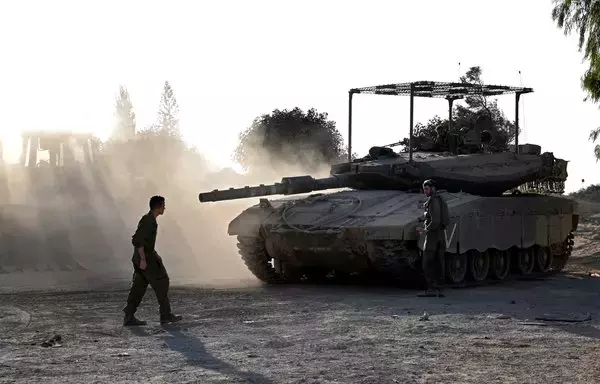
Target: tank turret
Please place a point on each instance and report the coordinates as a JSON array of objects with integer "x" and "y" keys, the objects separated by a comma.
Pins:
[{"x": 485, "y": 174}]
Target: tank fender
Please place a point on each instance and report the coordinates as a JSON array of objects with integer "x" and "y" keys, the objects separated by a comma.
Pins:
[{"x": 248, "y": 223}]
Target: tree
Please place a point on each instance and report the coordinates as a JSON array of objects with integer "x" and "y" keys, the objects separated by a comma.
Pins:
[
  {"x": 434, "y": 135},
  {"x": 287, "y": 137},
  {"x": 583, "y": 17},
  {"x": 594, "y": 134},
  {"x": 125, "y": 126},
  {"x": 168, "y": 120}
]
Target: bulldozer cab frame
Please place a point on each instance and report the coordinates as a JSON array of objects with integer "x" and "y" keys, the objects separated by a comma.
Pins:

☆ ☆ ☆

What is expected: Reproduce, word for word, only the lines from the one that contains "Target: tank fender" through the final line.

Exercise response:
Target: tank fender
Please place a point on each instance and report the coordinates as a JSON array of objects with integer "x" and "y" keys, the objects separated by a comma.
Pins:
[{"x": 248, "y": 223}]
Target: tree
Please place a point on each instance and report the coordinates as a JSON array of objects with integer "x" and "y" keys, the objects separated by a comma.
Pins:
[
  {"x": 434, "y": 135},
  {"x": 287, "y": 137},
  {"x": 583, "y": 17},
  {"x": 594, "y": 134},
  {"x": 125, "y": 126},
  {"x": 168, "y": 120}
]
Target: bulldozer cab frame
Please place a point on each instance and report the coordinates as a JSON array of objects with integer "x" and "y" keys, the objects separated by a comma.
Pins:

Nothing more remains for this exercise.